§ WHAT TO DO:
Count the lines in the listing below that contain the string "concrete", treating uppercase and lowercase as distinct. Give only the number.
##### ENTRIES PROVIDED #####
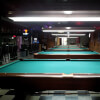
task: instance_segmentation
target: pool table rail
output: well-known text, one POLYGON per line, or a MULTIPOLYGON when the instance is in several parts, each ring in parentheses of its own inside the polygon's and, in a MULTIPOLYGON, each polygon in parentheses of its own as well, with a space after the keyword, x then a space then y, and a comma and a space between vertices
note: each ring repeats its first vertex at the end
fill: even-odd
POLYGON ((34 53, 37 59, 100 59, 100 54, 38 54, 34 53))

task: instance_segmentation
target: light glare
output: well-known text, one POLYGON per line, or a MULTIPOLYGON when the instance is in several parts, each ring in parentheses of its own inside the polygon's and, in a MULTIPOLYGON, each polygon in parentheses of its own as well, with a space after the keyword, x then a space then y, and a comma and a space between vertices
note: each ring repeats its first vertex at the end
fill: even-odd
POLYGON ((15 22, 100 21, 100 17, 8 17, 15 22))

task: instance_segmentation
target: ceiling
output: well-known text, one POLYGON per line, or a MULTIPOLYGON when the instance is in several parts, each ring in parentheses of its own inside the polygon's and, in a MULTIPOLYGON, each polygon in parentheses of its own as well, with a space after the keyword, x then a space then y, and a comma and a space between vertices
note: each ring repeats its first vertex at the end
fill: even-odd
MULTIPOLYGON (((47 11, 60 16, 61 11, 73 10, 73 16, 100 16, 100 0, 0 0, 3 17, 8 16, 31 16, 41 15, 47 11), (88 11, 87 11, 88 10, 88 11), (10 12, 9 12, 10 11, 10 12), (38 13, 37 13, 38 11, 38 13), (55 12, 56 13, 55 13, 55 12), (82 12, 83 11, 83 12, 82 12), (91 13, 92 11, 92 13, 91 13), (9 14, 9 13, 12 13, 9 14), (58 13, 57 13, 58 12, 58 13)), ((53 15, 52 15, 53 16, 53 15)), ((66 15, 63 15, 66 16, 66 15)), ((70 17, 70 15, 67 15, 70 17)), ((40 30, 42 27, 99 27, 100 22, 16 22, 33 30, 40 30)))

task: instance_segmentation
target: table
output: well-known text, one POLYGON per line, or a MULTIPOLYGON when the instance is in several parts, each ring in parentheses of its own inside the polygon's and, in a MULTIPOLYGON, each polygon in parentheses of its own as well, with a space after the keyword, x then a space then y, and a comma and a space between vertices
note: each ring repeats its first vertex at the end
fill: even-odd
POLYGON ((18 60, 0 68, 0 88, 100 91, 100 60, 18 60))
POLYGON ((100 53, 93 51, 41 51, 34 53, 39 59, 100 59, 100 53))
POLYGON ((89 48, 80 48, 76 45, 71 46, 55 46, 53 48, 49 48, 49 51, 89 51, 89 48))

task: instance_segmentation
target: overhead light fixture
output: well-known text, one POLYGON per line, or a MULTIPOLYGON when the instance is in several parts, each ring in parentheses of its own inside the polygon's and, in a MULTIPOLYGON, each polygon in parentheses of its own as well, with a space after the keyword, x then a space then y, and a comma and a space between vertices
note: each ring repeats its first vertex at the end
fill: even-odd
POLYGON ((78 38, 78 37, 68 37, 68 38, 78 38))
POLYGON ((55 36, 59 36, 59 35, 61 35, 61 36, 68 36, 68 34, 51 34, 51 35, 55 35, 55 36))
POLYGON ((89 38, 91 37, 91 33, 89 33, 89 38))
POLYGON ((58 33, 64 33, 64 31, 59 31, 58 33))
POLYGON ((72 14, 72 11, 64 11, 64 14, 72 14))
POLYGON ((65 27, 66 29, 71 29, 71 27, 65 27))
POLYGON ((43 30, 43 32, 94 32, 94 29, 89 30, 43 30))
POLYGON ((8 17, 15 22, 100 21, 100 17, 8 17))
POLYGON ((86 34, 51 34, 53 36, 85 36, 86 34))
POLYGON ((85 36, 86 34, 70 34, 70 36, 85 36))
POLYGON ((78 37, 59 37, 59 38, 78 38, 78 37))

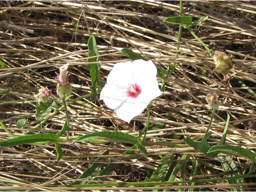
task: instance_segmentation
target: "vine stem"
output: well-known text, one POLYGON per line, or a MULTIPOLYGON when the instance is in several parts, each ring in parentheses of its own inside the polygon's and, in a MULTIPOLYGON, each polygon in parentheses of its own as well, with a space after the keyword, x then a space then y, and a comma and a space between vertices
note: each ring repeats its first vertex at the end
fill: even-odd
#####
##### ENTRIES PROVIDED #####
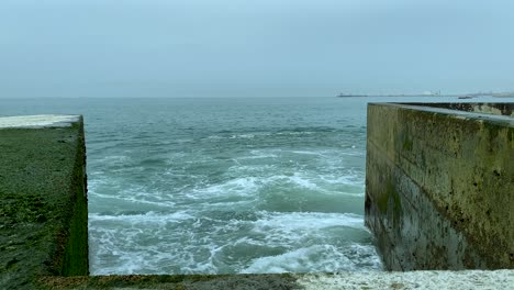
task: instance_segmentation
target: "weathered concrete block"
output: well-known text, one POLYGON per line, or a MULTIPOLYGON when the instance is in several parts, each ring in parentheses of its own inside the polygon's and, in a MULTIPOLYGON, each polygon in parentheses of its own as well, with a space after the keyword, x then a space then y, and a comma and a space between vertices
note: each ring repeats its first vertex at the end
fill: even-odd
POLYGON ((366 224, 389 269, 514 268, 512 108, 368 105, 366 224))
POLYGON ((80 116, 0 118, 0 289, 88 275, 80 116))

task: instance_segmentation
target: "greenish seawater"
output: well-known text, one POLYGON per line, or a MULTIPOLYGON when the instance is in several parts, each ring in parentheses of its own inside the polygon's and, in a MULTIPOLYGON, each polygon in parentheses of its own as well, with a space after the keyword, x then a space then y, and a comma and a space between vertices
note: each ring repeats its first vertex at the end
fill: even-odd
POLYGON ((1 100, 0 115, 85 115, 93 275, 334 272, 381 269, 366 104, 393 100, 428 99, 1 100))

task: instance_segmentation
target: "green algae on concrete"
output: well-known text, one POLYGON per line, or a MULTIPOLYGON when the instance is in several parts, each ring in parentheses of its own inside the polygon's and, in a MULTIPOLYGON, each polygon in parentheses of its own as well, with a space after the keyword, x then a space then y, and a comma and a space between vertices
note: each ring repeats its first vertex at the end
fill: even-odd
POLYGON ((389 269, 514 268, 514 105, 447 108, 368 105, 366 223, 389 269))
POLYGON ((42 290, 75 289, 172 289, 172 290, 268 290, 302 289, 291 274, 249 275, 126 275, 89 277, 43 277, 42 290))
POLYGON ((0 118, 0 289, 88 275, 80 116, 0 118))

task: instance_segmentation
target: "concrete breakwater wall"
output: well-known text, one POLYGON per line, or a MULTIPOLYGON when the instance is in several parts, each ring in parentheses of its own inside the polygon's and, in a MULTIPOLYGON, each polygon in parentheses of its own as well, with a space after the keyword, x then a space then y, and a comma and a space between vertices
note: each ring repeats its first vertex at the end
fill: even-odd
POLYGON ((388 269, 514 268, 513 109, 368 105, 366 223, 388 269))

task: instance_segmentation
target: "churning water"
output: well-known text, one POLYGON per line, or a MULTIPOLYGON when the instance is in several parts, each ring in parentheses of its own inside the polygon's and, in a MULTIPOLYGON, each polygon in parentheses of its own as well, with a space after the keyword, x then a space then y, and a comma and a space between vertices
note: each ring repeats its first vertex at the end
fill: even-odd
#####
§ THE RESULT:
3